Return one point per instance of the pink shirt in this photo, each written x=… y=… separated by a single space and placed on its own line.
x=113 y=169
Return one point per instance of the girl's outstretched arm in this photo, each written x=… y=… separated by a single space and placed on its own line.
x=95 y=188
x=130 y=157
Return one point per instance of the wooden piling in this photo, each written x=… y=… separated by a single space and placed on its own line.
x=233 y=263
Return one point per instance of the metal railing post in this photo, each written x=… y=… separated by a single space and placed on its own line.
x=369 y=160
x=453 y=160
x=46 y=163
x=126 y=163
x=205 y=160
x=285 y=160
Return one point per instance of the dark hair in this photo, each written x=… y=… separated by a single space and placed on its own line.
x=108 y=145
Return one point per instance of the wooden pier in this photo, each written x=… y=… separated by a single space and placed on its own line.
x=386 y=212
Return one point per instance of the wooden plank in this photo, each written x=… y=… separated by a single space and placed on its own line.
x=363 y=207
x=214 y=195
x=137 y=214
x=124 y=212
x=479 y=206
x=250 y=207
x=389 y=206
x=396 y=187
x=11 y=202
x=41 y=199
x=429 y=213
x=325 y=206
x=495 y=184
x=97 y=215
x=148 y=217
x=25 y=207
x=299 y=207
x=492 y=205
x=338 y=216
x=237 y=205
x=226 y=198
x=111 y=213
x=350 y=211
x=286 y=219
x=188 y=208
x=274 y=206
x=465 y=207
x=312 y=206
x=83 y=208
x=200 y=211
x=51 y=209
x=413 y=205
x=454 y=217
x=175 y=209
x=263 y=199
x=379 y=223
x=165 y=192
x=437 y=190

######

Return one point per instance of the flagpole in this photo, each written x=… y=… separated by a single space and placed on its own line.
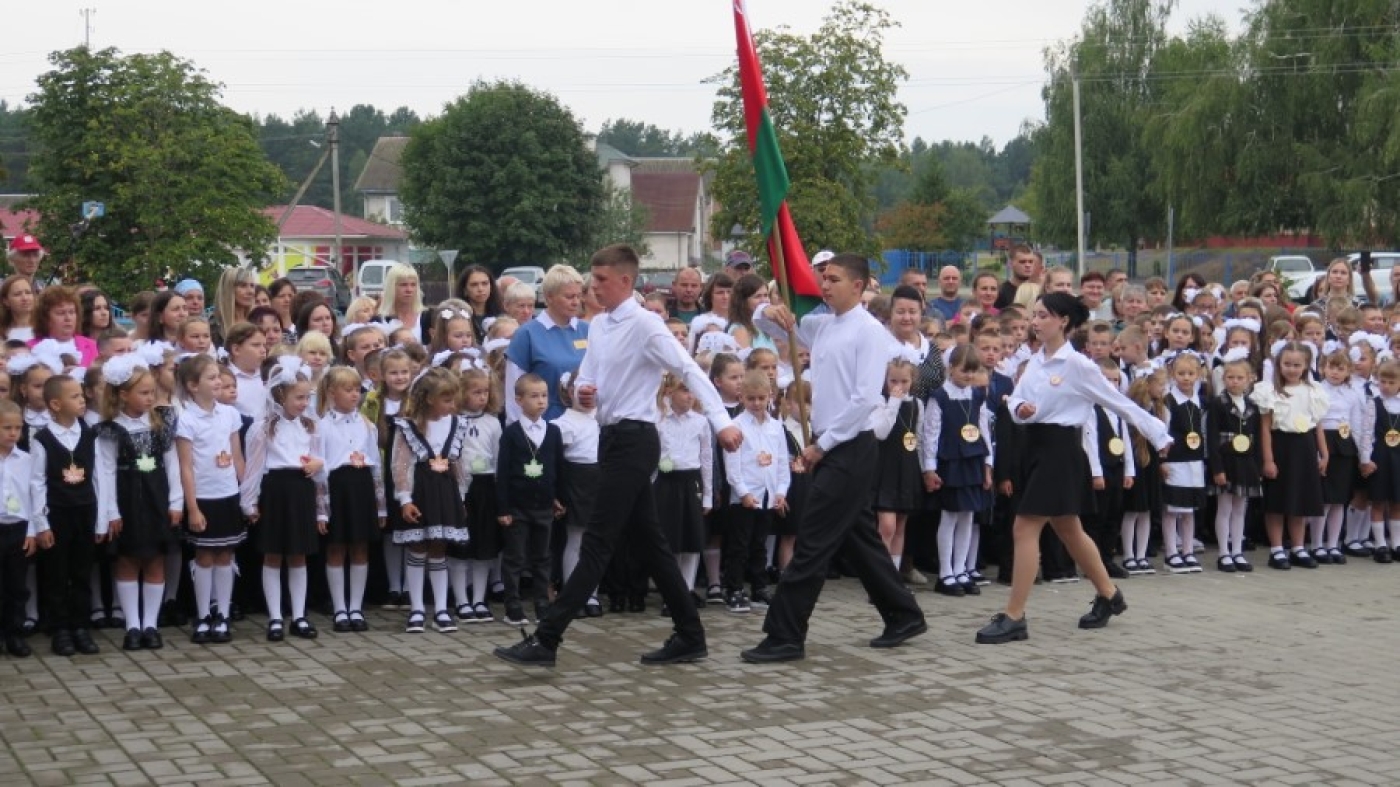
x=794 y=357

######

● Your instructions
Please write out the material again from the line with "Return one point per instance of the dark" to the line with "x=437 y=190", requests included, and shift each coordinate by adding 57 to every x and y value.

● Answer to the task
Return one point per instance of the dark hair in this photo, each written x=… y=… separated by a single space and placed on its own line.
x=165 y=202
Return one point per instance of the wooden pier in this photo, each written x=… y=… separated by a single space and placed on its own line.
x=443 y=269
Return one point per instance of the wooden plank in this photo, each written x=… y=… separated by a single space and placed on its own line.
x=420 y=264
x=271 y=252
x=194 y=271
x=181 y=269
x=536 y=263
x=307 y=264
x=446 y=263
x=453 y=244
x=68 y=259
x=98 y=256
x=486 y=270
x=382 y=263
x=552 y=241
x=154 y=272
x=205 y=274
x=82 y=264
x=356 y=264
x=549 y=262
x=395 y=273
x=294 y=262
x=283 y=255
x=168 y=270
x=407 y=268
x=343 y=276
x=245 y=265
x=331 y=263
x=522 y=264
x=369 y=263
x=140 y=265
x=257 y=268
x=108 y=266
x=470 y=262
x=511 y=274
x=232 y=266
x=320 y=256
x=436 y=280
x=222 y=249
x=494 y=247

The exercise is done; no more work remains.